Les sondages sont certes tous au rouge. François Hollande a complètement perdu la confiance qui lui avait été accordée, au lendemain des attentats. Le cafouillage sur la déchéance de nationalité, le remaniement gouvernemental qui ne ressemble à rien, le manque d'autorité évident sur l'affaire des migrants de Calais et pour terminer le désordre provoqué par les maladresses de présentation de la loi travail El Khomri, cette succession de méfaits a mangé tout le crédit qu'il avait récupéré. Manuel Valls a été entraîné à la baisse.

Le tandem à la tête de l'exécutif n'a jamais paru aussi fragile que cette semaine qui s'avère très incertaine sur l'issue des négociations syndicales concernant le loi travail et son impact politique sur ce qui reste de la majorité.

Les milieux d'affaires qui suivent ce dialogue de sourds entre des politiques qui sont visiblement déjà engagés dans la campagne présidentielle considèrent que toutes les difficultés proviennent avant toute chose d'un déficit d'autorité du président de la république. Il ne dit rien. Il ne fait rien. Sur la situation économique qui nécessiterait ce choc de dérégulation et de flexibilité qui est contenu dans la loi El Khomri. Sur l'équilibre de l'union européenne qui tombe en ruine, la France est complètement absente.

1er point sur la position du premier ministre, les milieux d'affaires considèrent qu'il est dans la situation d'un président d'entreprise qui serait désavoué par son conseil d'administration sur la stratégie à conduire. Les milieux d'affaires ne pensent pas que la stratégie soit mauvaise. Ils pensent qu'elle a été mal expliquée et surtout proposée beaucoup trop tard dans le quinquennat. Elle ne passera donc pas, en l'état. Elle passera oui,  mais déshabillée de ses articles les plus libératoires pour l'entreprise. Donc elle ne servira à rien ;

Dans ces conditions, pour les chefs d'entreprise qui connaissent un peu la musique politique, Manuel Valls a beau jurer ses grands dieux qu'il ne démissionnera pas, que sa loyauté est totale, en fait il n'aura pas le choix.

C'est la raison pour laquelle il n'aura pas le choix parce que le président décidera de changer de premier ministre… il laisse Emmanuel Macron endosser les habits de joker possible.

Il n'aura pas le choix, parce que lui et ses amis seront amenés à protéger son avenir. S'il reste jusqu'à la fin du quinquennat, il va sombrer sans un bilan acceptable de son mandat. La loi El Khomri était la dernière occasion de laisser une trace forte dans la modernisation de ce pays.

— Exercices et consignes —
(a) Reprenez toutes les lignes des entrées de données ci-dessous, consignes comprises, en décalant de 11 chaque coordonnée des points donnés en réponse. Laissez les images de côté.
(b) Prolongez le texte sur Manuel Valls et la loi El Khomri à partir de sa dernière phrase.

Éléments issus d'une source de données:

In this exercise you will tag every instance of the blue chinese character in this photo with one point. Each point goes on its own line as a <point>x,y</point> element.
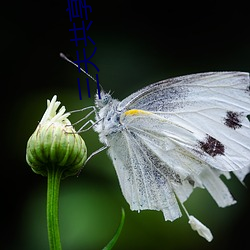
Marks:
<point>85,60</point>
<point>76,39</point>
<point>87,80</point>
<point>75,8</point>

— Réponses aux consignes —
(a)
In this exercise you will tag every instance of the blue chinese character in this photo with one point. Each point goes on its own line as a <point>x,y</point> element.
Marks:
<point>96,71</point>
<point>87,50</point>
<point>98,91</point>
<point>86,19</point>

(b)
2e point sur le projet de la gauche de mettre les étudiants dans la rue en espérant répéter ce qui s'était passé en mars 2006 contre le CPE de Dominique de Villepin qui avait été obligé de capituler en rase campagne devant un risque de mai 1968. C'est étonnant comme les medias et toute une génération de dirigeants pense à mai 1968 pour aboutir à de vrais changements.

Pour les milieux d'affaires qui ont leur propre analyse de la société française, nous ne sommes pas à la veille d'un nouveau mai 1968, ou plus près de nous d'un nouveau mars 2006. Les think tanks qui travaillent pour les grandes entreprises pensent que ça n'est pas possible pour trois raisons.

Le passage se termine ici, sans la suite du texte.